=== Excerpted passage ===

President Joe Biden on Wednesday highlighted the ways his administration was fighting supply chain issues, prices and other economic concerns around the country ahead of the holidays, even as a new variant of the coronavirus could threaten the progress made in recent months.

What You Need To Know

  • President Joe Biden on Wednesday highlighted the actions his administration was taking to fight supply chain issues, prices and other economic concerns nationwide ahead of the holidays

  • The White House announced this week that the number of shipping containers sitting for extended periods at California's ports, some of the largest in the country, has dropped by more than 40 percent

  • A new strain of the coronavirus, the omicron variant, could threaten the progress made, though President Biden said he was optimistic 

  • The White House's port envoy, appointed in August, spoke to Spectrum News on Wednesday about why containers are moving more quickly at ports

“You know me, I’m an optimist,” he said at the White House when asked if he was worried about the omicron variant slowing economic progress, as top economic officials warned this week.

The first U.S. case of the variant was detected in California on Wednesday, and travel restrictions implemented to slow the spread of the virus have already sparked conversation about how new mitigation strategies will impact labor and supply chains.

Biden has especially worked to improve backlogs at the nation’s ports, and the White House announced this week that the number of shipping containers sitting at California docks for extended periods has dropped by 40% since Nov. 1.

The president appointed a port envoy, John Porcari, to oversee the effort, which has focused on the Los Angeles and Long Beach ports where about 40% of the nation’s goods arrive.

"Those two ports are much more fluid. The goods are moving faster," Porcari said in an interview with Spectrum News Wednesday. "As Americans, we have gotten used to our goods movement chain functioning without having to think about it twice. During the pandemic, we found out we don't have that luxury."

Porcari told Spectrum News that the supply chain is currently carrying 21% more goods than the last peak in 2018, an amount compounded by pandemic delays.

The two California ports were set to start charging companies $100 per day for each container that dwelled longer than nine days, but they said this week they would delay the fee due to the progress seen in the last month.

"The possibility of the fee being imposed is very real," said Porcari, who has been working closely with port directors around the country. "But I think we would all define success as not having to impose it."

=== Data ===

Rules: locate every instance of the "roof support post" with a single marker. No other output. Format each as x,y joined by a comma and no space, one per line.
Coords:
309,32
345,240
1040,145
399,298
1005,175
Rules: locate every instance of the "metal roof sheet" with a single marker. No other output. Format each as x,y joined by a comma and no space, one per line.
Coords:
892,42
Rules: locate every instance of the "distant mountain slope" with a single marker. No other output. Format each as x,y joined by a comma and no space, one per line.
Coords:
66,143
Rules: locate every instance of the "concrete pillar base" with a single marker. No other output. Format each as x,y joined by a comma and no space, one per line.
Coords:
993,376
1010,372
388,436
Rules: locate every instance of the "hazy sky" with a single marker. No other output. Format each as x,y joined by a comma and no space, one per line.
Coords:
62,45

===

**Activity list**.
- 1) In the supply chain article, how much more cargo does Porcari say the supply chain is carrying now than at its last peak in 2018?
- 2) According to the supply chain article, why did the Los Angeles and Long Beach ports put off their planned $100 daily container fee? Answer in one to three sentences.
- 3) Pick up the article on the administration's supply chain efforts after its final sentence and continue it.
None of the tasks use the records.

**Answer section**.
- 1) It is carrying 21% more goods than at the 2018 peak.

- 2) The ports delayed the fee on containers that dwelled longer than nine days because of the progress seen in the last month. The number of containers sitting at California docks for extended periods had dropped by 40% since Nov. 1.

- 3)
He said for the first time this week, short-dwelling containers — which remains at ports for four days or less — outnumbered long-dwelling containers. Whether the $100 fee is imposed on carriers depends on whether container movement continues to improve, Porcari explained.

Porcari took the position of port envoy in August, and he said recent progress is due to private companies "pulling in the same direction" when they didn't regularly interact before.

Biden on Wednesday credited his administration’s efforts with improvements in supply and store inventory.

“If you watch the news recently, you might think the shelves and all our stores are empty across the country,” he said. “For the vast majority of the country, that's not what's happening. Because of the actions the administration has taken in partnership with business and labor — retailers and grocery stores, freight movers and railroads — shelves are going to be stocked.”

He met earlier this week with CEOs of major companies like Walmart, Kroger, Food Lion, Mattel and others.

Walmart CEO Doug McMillon said in that gathering that he saw more than a 50% increase in throughput from the California ports since the implementation of a 24-hour shipping window, another piece of Biden’s efforts.

But the omicron variant has renewed concerns about inflated prices and the overall path to recovery, Federal Reserve Chair Jerome Powell said this week.

"Greater concerns about the virus could reduce people’s willingness to work in person, which would slow progress in the labor market and intensify supply-chain disruptions,” he testified before a senate committee Tuesday.